RECORDS FOR THE EXERCISE:
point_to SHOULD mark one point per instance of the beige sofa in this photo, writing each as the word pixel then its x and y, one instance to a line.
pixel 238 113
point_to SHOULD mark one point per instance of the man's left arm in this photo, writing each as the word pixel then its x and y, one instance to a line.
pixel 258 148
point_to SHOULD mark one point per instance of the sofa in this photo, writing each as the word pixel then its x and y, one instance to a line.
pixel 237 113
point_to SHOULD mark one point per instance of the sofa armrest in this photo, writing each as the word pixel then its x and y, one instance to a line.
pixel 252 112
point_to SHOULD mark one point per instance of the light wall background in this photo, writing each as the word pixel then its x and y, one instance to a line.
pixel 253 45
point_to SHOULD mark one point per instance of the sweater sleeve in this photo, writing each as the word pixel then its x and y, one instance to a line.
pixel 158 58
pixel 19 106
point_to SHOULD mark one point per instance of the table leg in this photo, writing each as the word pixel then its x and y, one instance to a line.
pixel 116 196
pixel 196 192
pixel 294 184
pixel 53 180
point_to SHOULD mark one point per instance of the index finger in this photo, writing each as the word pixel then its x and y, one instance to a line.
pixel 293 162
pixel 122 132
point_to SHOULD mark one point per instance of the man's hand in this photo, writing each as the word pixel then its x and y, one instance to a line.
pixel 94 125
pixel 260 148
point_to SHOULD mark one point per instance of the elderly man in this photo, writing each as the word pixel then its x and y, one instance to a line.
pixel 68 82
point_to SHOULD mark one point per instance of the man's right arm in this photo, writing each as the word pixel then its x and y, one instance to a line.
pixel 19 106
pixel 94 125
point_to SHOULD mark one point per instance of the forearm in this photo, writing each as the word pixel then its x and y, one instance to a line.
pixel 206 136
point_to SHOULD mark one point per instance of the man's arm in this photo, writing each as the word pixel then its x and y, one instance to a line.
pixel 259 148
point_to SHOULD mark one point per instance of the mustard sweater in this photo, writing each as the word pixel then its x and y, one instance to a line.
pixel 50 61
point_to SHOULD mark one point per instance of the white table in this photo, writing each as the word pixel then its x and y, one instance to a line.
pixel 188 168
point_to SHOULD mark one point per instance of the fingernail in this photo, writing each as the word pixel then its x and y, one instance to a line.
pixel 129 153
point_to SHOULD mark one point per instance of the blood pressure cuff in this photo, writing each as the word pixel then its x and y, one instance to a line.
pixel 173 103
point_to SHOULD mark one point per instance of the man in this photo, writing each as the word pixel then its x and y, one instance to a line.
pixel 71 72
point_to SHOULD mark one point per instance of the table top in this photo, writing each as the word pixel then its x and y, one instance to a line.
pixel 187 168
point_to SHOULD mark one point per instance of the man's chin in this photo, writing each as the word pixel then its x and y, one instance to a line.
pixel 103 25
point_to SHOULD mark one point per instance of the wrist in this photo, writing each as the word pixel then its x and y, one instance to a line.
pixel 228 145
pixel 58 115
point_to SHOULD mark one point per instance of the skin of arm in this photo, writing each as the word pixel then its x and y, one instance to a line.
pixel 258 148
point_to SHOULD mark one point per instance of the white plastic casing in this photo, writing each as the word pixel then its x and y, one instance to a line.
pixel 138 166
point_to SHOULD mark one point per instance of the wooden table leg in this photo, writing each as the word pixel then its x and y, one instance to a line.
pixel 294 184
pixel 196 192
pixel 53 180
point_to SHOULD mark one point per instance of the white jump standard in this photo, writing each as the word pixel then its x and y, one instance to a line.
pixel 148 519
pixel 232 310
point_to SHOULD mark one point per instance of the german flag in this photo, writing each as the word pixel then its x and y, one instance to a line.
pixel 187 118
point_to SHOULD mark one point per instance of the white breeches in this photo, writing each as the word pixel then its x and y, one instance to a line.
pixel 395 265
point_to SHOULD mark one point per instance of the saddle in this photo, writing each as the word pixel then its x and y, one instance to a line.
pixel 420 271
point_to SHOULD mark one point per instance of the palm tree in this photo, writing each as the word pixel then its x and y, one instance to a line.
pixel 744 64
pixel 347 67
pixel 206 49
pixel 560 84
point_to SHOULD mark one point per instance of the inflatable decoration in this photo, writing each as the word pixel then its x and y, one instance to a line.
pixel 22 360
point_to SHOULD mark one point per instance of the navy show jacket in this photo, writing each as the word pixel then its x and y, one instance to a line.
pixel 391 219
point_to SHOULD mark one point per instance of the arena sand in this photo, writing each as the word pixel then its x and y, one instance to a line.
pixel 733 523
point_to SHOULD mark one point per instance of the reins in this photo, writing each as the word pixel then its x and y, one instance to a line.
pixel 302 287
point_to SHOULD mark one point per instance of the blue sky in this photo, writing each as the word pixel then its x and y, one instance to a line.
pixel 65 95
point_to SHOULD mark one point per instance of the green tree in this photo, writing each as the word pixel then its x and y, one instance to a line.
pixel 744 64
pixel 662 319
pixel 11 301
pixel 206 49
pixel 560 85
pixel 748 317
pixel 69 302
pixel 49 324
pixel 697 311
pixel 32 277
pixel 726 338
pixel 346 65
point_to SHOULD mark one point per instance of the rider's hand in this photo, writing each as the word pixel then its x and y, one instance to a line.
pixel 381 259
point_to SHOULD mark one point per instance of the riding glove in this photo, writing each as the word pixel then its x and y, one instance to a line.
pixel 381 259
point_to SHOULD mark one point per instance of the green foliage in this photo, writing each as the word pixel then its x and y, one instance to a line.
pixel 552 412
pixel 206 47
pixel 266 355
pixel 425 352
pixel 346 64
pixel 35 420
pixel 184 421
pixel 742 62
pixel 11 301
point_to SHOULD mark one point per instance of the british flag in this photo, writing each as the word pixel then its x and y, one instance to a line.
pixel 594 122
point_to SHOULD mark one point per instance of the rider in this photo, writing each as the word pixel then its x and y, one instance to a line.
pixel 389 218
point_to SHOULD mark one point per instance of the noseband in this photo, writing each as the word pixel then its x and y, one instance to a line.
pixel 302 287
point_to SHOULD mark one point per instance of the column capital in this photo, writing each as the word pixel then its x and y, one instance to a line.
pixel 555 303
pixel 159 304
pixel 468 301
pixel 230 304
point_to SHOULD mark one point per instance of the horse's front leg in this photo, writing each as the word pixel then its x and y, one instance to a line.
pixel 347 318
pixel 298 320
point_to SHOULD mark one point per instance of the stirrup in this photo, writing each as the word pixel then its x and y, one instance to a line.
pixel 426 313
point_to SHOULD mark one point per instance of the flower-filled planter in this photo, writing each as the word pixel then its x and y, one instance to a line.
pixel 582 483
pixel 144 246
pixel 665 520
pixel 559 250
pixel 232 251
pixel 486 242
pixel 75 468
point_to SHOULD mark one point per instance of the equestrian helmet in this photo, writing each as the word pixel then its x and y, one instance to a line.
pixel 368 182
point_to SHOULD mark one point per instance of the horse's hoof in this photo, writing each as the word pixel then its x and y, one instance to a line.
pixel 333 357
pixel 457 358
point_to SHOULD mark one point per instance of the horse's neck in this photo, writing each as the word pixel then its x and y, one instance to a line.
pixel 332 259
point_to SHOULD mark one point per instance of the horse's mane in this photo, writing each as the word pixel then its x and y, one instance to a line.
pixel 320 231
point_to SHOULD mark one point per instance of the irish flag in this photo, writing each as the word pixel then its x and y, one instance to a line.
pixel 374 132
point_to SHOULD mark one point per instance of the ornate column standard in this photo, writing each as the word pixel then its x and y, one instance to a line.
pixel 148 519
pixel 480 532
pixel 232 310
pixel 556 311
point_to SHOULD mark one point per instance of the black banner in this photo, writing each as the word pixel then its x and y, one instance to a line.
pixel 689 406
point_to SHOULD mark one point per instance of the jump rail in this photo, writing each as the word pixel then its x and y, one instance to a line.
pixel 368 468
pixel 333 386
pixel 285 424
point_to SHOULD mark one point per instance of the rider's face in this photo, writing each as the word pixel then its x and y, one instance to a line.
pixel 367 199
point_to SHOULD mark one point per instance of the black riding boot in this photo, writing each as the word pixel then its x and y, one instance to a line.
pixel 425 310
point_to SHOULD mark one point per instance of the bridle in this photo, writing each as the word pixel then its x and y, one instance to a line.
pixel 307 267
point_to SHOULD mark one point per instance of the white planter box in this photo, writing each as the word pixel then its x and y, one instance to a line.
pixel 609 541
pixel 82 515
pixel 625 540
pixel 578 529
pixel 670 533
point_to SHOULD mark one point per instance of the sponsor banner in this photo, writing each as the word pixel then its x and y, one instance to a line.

REQUIREMENTS: Take the part that opens with the line containing "point_to SHOULD mark one point per instance of the reins" and closes with the line containing "pixel 230 304", substitute "leafy shrubbery" for "green foliage", and write out only those lines with everything else left as it is.

TASK SOLUTION:
point_to SHOULD mark one point per instance of the reins in this photo, writing each as the word pixel then its x and y, one instance to a line.
pixel 302 287
point_to SHOULD mark one point per instance of the blue sky in this photo, writing each as the word pixel then its x and y, one instance to a line.
pixel 65 95
point_to SHOULD mark one point per instance of the green tree in this photo, writing each as the word pixel then its x and y, one instance to a line.
pixel 744 64
pixel 662 319
pixel 11 301
pixel 206 49
pixel 560 85
pixel 748 317
pixel 69 302
pixel 49 324
pixel 697 311
pixel 32 277
pixel 726 338
pixel 346 65
point_to SHOULD mark one point per instance of the rider's hand in this photo, writing each as the word pixel then its x and y, one instance to a line.
pixel 381 259
point_to SHOULD mark one point per instance of the riding glove in this photo, writing each as the word pixel then its x and y, one instance to a line.
pixel 381 259
point_to SHOULD mark one point per instance of the leafy shrubbery in this photo, writing each as the word pixel then its x and y, one instance to a line.
pixel 552 412
pixel 206 47
pixel 266 355
pixel 425 352
pixel 346 64
pixel 35 420
pixel 184 421
pixel 742 62
pixel 11 301
point_to SHOULD mark one point per instance of the british flag in this photo, writing each as the word pixel then its x and y, one instance to a line.
pixel 594 122
point_to SHOULD mark one point per instance of the rider in this photo, writing each as the word pixel then its x and y, one instance to a line.
pixel 389 218
point_to SHOULD mark one point per instance of the noseband in this photo, writing each as the word pixel then its x and y, one instance to a line.
pixel 302 287
point_to SHOULD mark one point per instance of the column capital in this photo, writing each as the word pixel then its x and y, one instance to a line.
pixel 555 303
pixel 159 304
pixel 468 301
pixel 230 304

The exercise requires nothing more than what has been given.